» **Consignes**
Repérez chaque ligne ci-dessous qui contient la chaîne « harbor », puis recopiez ces lignes intégralement.

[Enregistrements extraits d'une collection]
------------------------------------

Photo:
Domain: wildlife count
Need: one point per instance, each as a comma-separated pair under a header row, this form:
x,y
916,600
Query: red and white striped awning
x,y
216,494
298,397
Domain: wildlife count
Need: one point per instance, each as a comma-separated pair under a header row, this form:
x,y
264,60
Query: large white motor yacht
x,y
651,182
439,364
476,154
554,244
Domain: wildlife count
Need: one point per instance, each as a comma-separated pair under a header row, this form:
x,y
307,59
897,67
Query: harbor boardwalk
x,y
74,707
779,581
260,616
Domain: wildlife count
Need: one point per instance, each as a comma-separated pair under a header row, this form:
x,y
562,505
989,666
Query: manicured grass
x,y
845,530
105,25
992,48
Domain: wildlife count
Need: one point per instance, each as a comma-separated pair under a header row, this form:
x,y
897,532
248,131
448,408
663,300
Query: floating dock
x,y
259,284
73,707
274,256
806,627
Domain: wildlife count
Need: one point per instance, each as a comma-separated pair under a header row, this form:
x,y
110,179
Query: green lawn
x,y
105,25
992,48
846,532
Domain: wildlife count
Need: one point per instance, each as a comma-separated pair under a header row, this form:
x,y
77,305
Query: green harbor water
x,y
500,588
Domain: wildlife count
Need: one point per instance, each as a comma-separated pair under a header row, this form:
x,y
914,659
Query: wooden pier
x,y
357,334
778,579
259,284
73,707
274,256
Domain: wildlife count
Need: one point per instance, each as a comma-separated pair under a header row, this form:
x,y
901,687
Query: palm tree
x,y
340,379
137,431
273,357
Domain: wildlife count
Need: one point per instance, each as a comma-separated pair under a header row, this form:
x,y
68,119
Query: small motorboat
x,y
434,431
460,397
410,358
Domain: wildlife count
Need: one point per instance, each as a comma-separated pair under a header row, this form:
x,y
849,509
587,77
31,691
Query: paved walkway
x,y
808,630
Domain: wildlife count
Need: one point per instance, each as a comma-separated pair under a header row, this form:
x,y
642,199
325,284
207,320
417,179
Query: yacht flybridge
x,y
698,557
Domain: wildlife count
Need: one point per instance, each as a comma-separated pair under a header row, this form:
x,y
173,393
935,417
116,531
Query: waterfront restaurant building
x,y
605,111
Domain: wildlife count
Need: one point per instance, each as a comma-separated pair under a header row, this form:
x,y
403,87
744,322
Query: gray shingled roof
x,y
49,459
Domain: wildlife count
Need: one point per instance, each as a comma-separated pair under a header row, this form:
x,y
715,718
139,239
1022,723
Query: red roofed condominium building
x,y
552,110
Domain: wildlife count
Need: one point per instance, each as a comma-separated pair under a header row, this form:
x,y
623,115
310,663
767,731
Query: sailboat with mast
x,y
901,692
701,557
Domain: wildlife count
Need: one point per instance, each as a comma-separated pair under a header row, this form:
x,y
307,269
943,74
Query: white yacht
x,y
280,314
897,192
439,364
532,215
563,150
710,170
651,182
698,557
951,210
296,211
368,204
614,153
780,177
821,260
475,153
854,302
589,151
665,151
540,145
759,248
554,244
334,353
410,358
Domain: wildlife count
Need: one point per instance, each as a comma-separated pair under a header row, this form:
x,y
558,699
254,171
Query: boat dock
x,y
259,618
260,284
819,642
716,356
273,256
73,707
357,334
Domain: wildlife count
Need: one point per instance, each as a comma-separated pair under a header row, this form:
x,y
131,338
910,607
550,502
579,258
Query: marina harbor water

------------------------------------

» **Corrigé**
Query: harbor boardwalk
Query: green harbor water
Query: marina harbor water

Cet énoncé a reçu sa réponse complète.